● **What to produce**: Leave out every line before the one containing "Phrase: player in black t-shirt", and set down that line and the rest through the end of the listing exactly.

● **Material for this task**:
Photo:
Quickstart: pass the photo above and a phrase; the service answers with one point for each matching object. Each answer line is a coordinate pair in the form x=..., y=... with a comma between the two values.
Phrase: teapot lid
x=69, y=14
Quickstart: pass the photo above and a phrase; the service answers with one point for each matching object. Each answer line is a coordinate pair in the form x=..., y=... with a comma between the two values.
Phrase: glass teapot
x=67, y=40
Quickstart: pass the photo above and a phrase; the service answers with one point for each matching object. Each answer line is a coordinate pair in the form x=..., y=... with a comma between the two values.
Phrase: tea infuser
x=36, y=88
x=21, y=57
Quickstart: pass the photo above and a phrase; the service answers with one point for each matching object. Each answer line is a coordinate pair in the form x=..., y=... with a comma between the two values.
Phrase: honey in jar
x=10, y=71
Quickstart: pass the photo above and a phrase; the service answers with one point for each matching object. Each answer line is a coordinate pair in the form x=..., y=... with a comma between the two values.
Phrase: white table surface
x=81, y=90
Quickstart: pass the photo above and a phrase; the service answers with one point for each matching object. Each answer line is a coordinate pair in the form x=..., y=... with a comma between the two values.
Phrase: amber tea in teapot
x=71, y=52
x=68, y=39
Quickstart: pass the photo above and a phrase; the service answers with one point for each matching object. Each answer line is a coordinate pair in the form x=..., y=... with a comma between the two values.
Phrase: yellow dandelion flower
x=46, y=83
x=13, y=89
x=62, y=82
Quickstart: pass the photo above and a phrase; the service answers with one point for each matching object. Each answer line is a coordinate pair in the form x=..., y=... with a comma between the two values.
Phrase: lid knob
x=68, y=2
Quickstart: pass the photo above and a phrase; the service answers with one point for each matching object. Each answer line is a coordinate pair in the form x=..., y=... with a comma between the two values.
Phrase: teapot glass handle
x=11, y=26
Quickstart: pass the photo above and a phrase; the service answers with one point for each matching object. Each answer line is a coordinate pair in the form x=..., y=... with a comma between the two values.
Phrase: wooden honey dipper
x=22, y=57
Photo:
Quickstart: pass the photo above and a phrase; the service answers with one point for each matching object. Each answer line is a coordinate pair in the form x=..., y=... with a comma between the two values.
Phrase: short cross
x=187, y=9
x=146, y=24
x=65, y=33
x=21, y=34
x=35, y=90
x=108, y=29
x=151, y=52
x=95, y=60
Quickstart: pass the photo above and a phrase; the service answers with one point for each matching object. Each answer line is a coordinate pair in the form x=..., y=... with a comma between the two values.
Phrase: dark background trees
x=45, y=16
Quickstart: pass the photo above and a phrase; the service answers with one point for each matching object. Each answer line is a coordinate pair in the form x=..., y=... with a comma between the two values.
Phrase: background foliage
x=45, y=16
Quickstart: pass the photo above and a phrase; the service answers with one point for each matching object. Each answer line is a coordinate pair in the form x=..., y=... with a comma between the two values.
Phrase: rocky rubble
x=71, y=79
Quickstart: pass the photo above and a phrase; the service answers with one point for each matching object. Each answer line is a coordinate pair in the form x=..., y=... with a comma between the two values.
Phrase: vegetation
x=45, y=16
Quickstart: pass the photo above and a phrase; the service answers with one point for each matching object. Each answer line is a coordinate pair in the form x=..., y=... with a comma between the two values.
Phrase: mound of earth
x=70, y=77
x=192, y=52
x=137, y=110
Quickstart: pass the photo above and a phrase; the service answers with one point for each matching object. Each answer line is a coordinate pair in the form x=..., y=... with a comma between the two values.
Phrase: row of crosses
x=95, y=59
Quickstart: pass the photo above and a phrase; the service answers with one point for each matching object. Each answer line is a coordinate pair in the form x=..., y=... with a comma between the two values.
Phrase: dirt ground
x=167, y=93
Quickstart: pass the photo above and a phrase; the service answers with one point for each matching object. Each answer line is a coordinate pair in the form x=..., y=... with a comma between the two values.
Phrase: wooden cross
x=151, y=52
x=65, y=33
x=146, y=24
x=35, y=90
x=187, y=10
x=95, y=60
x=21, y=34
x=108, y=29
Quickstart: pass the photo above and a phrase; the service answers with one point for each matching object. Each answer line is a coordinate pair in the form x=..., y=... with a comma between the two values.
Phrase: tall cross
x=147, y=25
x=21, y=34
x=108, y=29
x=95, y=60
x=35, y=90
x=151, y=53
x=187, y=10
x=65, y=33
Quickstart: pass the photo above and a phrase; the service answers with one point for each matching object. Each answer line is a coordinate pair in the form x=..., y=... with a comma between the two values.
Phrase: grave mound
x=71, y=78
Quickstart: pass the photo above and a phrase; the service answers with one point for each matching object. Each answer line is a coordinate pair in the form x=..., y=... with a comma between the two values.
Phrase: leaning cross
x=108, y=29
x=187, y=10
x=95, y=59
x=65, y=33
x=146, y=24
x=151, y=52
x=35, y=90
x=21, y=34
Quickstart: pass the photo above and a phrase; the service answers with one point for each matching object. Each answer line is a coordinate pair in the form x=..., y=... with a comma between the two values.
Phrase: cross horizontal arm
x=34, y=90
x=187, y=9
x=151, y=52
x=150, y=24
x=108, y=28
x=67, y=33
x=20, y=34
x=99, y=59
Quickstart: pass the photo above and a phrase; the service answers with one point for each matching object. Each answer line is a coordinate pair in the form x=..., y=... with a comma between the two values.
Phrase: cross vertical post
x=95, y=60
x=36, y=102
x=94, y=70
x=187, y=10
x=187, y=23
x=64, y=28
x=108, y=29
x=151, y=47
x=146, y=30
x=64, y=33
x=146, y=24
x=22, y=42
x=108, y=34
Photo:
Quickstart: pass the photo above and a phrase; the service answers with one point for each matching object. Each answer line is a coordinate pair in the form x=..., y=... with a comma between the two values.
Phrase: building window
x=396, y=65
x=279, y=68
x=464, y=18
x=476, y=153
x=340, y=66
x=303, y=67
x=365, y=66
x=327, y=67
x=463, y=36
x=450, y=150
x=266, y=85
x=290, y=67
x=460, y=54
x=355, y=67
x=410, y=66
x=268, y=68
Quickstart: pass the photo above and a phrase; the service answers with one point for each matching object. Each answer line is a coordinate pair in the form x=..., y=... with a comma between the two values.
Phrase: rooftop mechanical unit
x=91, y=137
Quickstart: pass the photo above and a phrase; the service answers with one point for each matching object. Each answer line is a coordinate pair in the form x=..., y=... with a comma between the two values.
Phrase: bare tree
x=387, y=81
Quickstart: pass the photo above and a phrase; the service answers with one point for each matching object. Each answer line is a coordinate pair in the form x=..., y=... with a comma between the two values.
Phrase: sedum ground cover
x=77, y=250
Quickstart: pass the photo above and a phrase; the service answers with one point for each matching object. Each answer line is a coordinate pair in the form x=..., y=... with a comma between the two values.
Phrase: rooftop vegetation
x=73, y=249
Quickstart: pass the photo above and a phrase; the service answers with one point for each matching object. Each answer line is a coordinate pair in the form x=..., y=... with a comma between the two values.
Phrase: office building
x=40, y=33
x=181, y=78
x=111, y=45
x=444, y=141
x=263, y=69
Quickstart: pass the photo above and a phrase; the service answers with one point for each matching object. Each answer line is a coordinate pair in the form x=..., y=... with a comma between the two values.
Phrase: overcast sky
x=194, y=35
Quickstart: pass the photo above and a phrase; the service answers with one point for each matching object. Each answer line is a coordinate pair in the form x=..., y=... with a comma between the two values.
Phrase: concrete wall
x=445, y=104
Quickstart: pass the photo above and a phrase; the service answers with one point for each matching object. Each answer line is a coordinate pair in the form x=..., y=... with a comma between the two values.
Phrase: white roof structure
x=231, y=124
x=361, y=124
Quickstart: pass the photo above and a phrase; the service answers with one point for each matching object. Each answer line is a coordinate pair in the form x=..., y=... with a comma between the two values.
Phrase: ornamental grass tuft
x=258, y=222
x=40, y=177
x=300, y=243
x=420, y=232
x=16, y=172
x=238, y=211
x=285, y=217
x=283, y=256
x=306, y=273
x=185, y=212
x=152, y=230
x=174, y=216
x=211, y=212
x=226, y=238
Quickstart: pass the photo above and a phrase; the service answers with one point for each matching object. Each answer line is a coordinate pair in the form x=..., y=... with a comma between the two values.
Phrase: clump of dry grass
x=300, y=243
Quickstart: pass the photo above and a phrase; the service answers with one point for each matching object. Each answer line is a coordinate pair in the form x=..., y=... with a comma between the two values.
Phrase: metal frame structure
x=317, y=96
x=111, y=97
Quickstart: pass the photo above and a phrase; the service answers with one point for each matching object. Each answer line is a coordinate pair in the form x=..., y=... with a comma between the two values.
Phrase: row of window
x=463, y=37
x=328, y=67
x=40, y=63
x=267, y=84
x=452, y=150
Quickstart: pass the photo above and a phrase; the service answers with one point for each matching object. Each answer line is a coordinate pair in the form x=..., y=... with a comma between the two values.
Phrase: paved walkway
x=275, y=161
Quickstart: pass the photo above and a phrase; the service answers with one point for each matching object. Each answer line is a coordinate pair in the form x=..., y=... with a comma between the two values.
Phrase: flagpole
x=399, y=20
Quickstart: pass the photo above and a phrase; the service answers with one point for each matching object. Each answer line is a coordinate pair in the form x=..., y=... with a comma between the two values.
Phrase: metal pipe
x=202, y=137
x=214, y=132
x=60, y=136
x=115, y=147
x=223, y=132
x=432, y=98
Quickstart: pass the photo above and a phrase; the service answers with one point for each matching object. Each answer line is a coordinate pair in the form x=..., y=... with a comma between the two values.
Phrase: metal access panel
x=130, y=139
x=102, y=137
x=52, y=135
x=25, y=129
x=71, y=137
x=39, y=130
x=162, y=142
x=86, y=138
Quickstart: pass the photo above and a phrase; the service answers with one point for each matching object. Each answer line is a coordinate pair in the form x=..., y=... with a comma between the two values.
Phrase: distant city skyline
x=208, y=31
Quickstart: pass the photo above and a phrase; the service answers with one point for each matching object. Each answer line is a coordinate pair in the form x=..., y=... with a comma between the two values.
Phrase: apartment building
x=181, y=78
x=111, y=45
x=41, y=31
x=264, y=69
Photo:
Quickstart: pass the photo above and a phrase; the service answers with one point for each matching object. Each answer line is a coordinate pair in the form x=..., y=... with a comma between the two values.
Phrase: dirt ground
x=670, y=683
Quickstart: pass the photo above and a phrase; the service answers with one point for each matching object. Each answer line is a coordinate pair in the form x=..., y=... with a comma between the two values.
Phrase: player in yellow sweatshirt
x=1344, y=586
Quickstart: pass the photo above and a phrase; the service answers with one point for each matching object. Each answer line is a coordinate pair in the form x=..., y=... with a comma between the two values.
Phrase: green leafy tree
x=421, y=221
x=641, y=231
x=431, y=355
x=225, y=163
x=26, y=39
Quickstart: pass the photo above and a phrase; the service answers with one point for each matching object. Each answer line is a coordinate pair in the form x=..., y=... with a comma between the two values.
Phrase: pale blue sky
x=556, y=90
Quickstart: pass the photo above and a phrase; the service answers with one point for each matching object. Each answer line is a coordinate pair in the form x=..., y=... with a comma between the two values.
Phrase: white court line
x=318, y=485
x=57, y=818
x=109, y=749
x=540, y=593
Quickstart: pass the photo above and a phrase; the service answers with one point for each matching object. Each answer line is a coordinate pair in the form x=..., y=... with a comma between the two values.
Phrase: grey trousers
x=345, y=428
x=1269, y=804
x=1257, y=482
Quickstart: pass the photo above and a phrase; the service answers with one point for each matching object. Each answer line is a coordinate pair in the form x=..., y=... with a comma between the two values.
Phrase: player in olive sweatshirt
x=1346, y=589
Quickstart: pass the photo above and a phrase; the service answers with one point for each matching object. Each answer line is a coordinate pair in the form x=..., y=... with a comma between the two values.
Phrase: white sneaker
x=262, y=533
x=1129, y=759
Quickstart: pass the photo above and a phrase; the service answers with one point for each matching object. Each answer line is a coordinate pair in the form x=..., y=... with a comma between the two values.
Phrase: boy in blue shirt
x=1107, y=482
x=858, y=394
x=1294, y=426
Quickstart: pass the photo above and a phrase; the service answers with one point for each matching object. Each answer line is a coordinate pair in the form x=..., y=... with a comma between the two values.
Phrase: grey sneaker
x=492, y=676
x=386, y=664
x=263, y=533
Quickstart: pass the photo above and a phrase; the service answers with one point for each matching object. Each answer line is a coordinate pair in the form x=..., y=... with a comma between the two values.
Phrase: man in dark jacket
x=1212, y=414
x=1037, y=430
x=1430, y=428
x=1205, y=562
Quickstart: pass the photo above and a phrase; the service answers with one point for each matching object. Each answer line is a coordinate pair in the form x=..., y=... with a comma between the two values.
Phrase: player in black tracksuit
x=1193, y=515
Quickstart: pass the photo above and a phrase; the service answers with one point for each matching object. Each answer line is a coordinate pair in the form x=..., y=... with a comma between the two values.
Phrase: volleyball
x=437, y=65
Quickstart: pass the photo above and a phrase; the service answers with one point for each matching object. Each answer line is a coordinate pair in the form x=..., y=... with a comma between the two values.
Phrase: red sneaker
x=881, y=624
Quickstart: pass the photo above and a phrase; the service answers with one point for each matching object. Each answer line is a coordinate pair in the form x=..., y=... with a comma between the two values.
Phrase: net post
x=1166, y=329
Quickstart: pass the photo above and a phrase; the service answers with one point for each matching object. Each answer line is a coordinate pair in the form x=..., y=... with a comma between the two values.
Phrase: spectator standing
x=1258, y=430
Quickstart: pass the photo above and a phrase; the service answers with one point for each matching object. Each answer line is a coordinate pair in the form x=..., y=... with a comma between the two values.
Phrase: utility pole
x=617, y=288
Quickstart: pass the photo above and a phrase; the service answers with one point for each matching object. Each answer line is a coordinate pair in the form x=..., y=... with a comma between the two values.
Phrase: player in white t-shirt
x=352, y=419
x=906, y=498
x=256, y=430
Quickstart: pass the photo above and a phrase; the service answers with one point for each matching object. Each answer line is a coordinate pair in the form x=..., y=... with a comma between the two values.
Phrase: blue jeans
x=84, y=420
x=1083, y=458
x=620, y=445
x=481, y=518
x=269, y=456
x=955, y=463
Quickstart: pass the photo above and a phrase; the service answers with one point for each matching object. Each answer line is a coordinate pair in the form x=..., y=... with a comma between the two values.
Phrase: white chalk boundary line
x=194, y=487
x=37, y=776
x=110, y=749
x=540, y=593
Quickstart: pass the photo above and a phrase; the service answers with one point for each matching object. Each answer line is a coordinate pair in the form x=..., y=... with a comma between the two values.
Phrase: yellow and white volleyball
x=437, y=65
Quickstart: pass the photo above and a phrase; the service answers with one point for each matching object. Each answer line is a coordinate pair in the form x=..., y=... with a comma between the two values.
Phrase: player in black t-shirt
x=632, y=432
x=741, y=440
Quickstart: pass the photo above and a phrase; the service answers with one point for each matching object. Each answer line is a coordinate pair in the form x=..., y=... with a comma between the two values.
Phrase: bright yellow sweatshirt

● **Solution to this exercise**:
Phrase: player in black t-shirt
x=632, y=432
x=741, y=440
Quickstart: pass the photo above and a phrase; the service answers with one point for each matching object. Each answer line is a coordinate pair in the form x=..., y=... with a comma between the two values.
Phrase: bright yellow sweatshirt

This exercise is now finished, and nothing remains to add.